■ Provided text ■
┌──
"As architectural drama The Brutalist does not wholly convince"
Posted in: UncategorizedThe Brutalist leads the Oscar nominations but as a film about architecture it’s a little underwhelming, writes Will Wiles.
You wait ages for an architectural epic and then two come along (almost) at once. Last year Francis Ford Coppola’s misfiring fable Megalopolis was released, with a story about a visionary architect struggling to realise a utopian project in the face of political intrigue and opposition. Now, from director Brady Corbet, comes The Brutalist, in which a visionary architect rises out of the horrors of the second world war and the grime of post-war poverty to realise a utopian project in the face of personal disasters and opposition.
The Brutalist and Megalopolis are very different films, but they are also very similar, not least in their relationship to a third film, in some ways the defining architectural drama: King Vidor’s The Fountainhead (1949), adapted from Ayn Rand’s 1943 novel of the same name, in which a visionary architect struggles to realise a utopian project in the face of scheming, petty rivals. The template, by now, is pretty clear: a singular genius, an architectural dream, and an unready world filled with meaner minds.
└──
■ What you will do ■
**1.** Answer these from the review of The Brutalist:
(a) Who directed The Brutalist?
(b) Who directed the film of The Fountainhead, and in what year was it released?
(c) Who directed Megalopolis?
**2.** Does each statement agree with the review of The Brutalist? Answer yes or no and quote the words that decide it.
(a) Ayn Rand's novel The Fountainhead came out in 1943.
(b) In The Brutalist, the architect pursues his project in the face of political intrigue.
(c) The writer finds nothing alike in The Brutalist and Megalopolis.
The listing after this text is not needed for anything here.

■ Extracted material ■
┌──
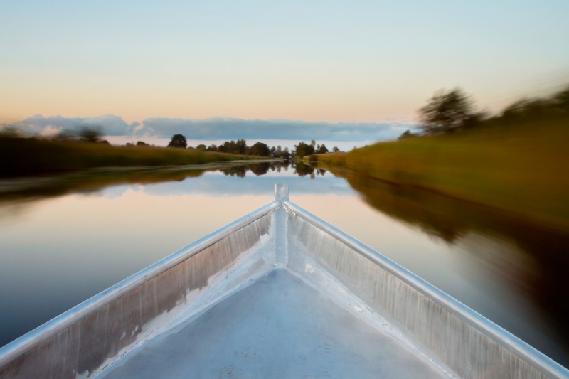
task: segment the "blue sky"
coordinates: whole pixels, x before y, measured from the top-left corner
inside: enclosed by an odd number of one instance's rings
[[[569,82],[568,14],[566,0],[3,1],[0,119],[381,129],[456,86],[497,111]]]

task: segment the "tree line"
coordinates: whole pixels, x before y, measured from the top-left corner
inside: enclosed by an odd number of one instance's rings
[[[419,110],[423,135],[445,134],[482,126],[503,126],[528,121],[551,121],[569,118],[569,87],[548,97],[521,99],[499,114],[477,112],[473,101],[460,88],[437,92]],[[400,139],[420,135],[405,131]]]
[[[284,158],[286,159],[297,157],[302,158],[305,156],[314,154],[323,154],[329,152],[325,144],[317,144],[314,139],[310,144],[304,142],[299,142],[294,145],[292,151],[289,151],[288,147],[284,149],[280,145],[271,146],[263,142],[255,142],[252,146],[248,146],[245,139],[238,139],[237,141],[225,141],[223,144],[217,146],[212,144],[206,146],[203,144],[198,144],[196,147],[188,146],[188,141],[182,134],[174,134],[168,144],[168,147],[175,147],[181,149],[193,149],[202,150],[203,151],[217,151],[220,153],[228,153],[237,155],[255,155],[257,156],[267,156],[272,158]],[[332,151],[337,152],[340,149],[334,146]]]

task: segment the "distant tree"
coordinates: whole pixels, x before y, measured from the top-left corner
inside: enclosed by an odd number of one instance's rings
[[[168,144],[168,147],[178,147],[180,149],[186,149],[188,147],[188,142],[186,137],[181,134],[174,134],[172,136],[172,140]]]
[[[102,135],[100,127],[81,127],[79,130],[79,140],[82,142],[98,142]]]
[[[416,134],[415,133],[411,133],[410,130],[405,130],[401,134],[400,136],[399,136],[399,138],[398,138],[398,139],[406,139],[415,137],[418,137],[418,134]]]
[[[256,142],[251,146],[250,152],[252,155],[258,155],[260,156],[269,156],[270,154],[270,149],[267,144],[262,142]]]
[[[419,110],[421,127],[430,134],[452,132],[463,126],[472,108],[469,99],[459,88],[438,91]]]
[[[553,107],[569,114],[569,87],[553,97]]]
[[[327,152],[328,152],[328,148],[326,147],[325,144],[322,144],[321,145],[319,145],[319,146],[318,147],[318,150],[316,151],[316,154],[325,154]]]
[[[314,142],[314,141],[312,141]],[[314,146],[312,144],[307,144],[304,142],[299,142],[297,145],[294,145],[297,148],[296,156],[297,158],[302,158],[307,155],[312,155],[314,154]]]

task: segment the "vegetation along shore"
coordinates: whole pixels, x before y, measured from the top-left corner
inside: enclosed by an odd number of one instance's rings
[[[471,110],[461,91],[440,92],[421,109],[422,134],[308,160],[569,230],[569,89],[494,117]]]

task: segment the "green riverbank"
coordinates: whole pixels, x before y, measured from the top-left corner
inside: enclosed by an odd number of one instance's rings
[[[180,166],[245,159],[267,157],[198,149],[0,138],[0,176],[4,178],[102,167]]]
[[[566,230],[568,127],[563,119],[526,122],[378,143],[309,159],[489,205]]]

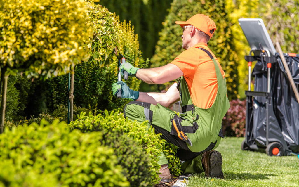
└──
■ Outputs by task ■
**1.**
(a) Brady Corbet
(b) King Vidor, 1949
(c) Francis Ford Coppola

**2.**
(a) Yes: "adapted from Ayn Rand’s 1943 novel of the same name"
(b) No: "in the face of personal disasters and opposition"
(c) No: "but they are also very similar"